### Document section
▼▼▼

Philippines-based HS Pow Construction and Development Corporation was founded in 1985 by Harrison Pow, who was soon married and working alongside his wife, who became finance vice president.

The couple wasted no time in grooming their daughter, Harly Pow, to join the ranks, and Harly says she was always encouraged to imagine a career with the family firm in her future.

“I did not feel my family was very traditional compared to my other classmates,” she says.

“The majority of the parents at my school owned businesses or were managing their respective family businesses that were passed on to them, so we were exposed to the business world at an early age.

“For some of my female classmates, it was clear to them that it was their male siblings who would take on the family business eventually.”

She says on a positive note, it gave other young women more flexibility in their careers—“They could be free to choose what they wanted to study in college—and it did not have to be business, finance, or entrepreneurship related.

“In my experience, ever since I was young I was somehow trained and groomed that someday I would be interested in our business. In the summertime, I would work in the family business part time—encoding data in the accounting department, helping organise salaries for the employees, joining my dad’s meetings—simple tasks. But still some involvement.”

▲▲▲

### Exercise data
▼▼▼

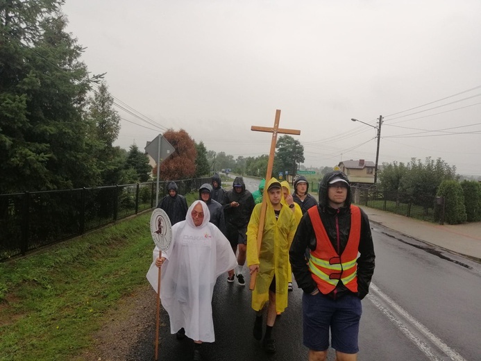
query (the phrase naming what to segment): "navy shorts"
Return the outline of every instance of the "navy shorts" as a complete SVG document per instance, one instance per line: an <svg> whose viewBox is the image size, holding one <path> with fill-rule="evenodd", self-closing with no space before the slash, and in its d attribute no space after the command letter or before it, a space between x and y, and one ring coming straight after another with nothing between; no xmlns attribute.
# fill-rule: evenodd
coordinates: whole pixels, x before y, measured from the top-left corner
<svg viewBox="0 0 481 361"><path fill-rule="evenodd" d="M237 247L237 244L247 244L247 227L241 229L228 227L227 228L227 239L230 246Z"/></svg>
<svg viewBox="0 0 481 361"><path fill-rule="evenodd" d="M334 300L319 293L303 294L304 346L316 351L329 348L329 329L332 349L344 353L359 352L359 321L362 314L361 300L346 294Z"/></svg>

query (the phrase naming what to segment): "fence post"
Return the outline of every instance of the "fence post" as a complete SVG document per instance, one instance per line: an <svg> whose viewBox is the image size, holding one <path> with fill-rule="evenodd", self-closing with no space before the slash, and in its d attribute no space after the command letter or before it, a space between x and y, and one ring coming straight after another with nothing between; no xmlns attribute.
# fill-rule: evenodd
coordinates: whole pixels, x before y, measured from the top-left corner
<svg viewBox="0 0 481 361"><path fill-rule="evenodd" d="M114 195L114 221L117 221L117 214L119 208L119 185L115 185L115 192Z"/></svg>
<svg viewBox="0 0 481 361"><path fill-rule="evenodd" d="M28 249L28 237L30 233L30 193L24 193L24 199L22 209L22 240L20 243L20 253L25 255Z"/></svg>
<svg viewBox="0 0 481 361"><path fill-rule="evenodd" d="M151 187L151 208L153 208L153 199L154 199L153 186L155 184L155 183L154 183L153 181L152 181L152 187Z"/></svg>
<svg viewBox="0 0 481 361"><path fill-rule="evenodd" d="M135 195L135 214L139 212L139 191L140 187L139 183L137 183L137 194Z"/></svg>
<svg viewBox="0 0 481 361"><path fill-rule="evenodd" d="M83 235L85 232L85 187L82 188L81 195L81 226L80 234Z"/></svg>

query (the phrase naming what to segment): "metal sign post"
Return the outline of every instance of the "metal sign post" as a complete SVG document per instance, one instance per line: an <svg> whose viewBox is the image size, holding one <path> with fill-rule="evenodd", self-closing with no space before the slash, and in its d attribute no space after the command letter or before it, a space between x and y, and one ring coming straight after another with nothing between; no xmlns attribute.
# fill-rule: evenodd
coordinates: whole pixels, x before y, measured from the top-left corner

▲▲▲
▼▼▼

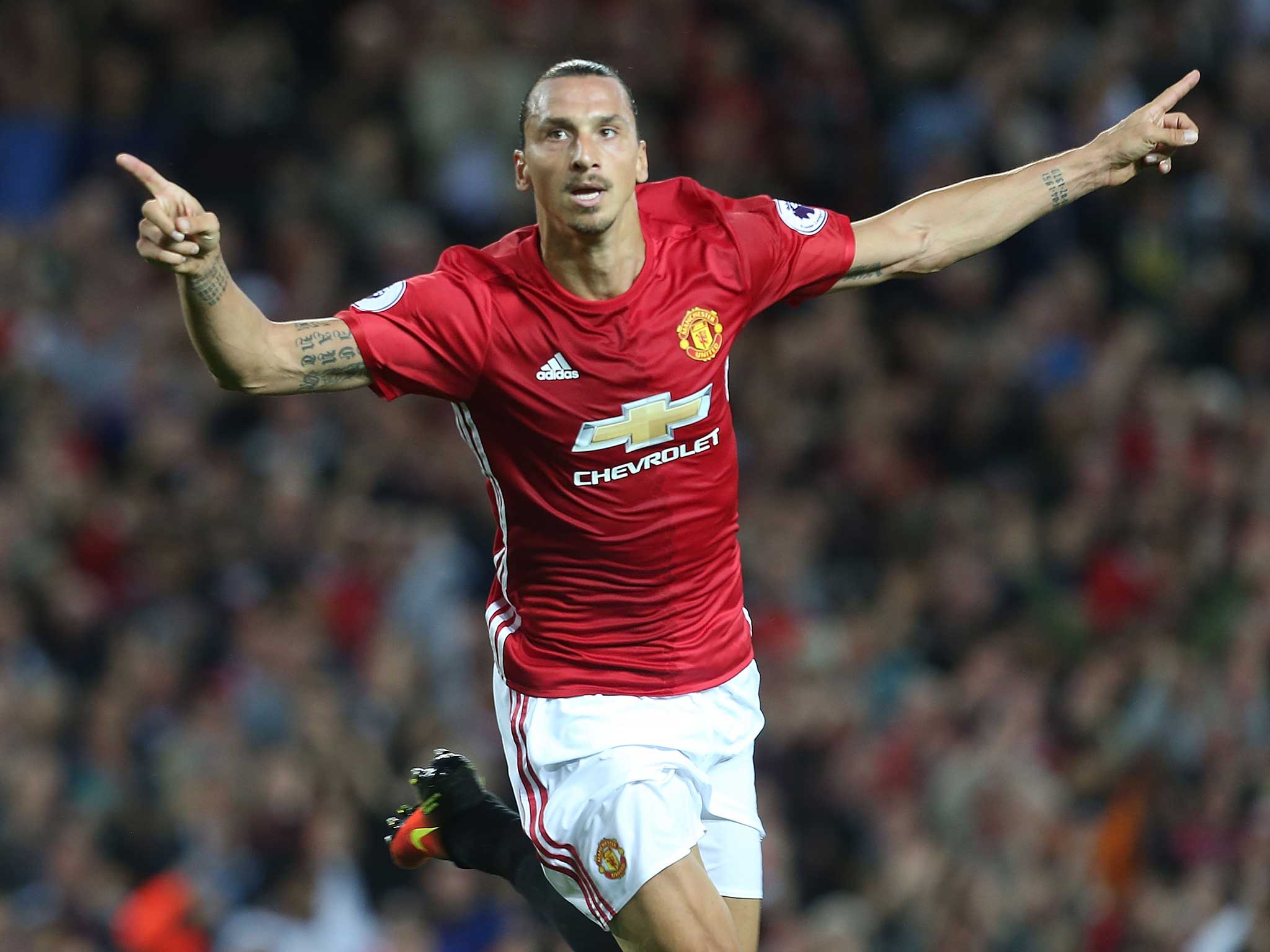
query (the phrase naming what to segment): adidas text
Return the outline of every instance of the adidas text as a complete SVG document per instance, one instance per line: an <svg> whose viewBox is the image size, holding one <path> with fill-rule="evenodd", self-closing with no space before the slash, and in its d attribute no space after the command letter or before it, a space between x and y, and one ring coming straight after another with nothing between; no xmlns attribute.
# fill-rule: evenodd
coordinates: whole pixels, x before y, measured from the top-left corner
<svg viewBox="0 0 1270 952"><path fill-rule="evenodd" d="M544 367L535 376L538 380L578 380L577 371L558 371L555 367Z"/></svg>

▲▲▲
▼▼▼

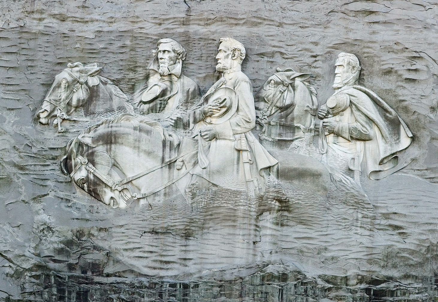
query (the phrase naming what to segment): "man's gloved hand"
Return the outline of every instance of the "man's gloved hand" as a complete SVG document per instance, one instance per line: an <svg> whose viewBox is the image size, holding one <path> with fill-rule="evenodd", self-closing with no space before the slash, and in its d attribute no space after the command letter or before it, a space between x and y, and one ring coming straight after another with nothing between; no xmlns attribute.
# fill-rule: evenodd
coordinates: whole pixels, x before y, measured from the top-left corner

▲▲▲

Continue the profile of Harly Pow and her family's construction firm after its final sentence.

Harly, a marketing and business development specialist, worked at a large pharmaceutical company for four years after she left university, until her father asked her to return to HS Pow to assist them with a new arm of the business: real estate and property development. 

“I wanted to be exposed in a different industry, learn business processes and systems outside of the family business and build my own network,” she says.

“But I knew that my long-term plan was to join the family business—and I believe I made a good decision as there are significant opportunities in real estate development. We hope we will be able to positively impact the built environment in the Philippines through our projects.”

Harly’s younger twin brothers—John and Jeremy, an architect and a civil engineer respectively, also work for HS Pow, while her youngest brother, Timothy is still at school taking up human resources and organisational development. She maintains she was never treated differently from them growing up, and the only family member who will most likely be excluded from working in the business are those who marry into the family.

“I think one common rule that my dad established is that our husband or wives cannot become too involved in the business. It has to be professionally run to preserve the family unity—and to avoid conflict and misunderstanding.”

Jobs for the girls

The rising economic clout of women has been one of the biggest societal changes in recent decades, and Fiona Lucas, RBC Wealth Management managing director, says there are clear differences in the way women look at the issue of succession.

A 2018 study conducted by The Economist Intelligence Unit on behalf of RBC asked 1,051 high net worth individuals (502 women and 549 men) about their plans for their businesses and wealth.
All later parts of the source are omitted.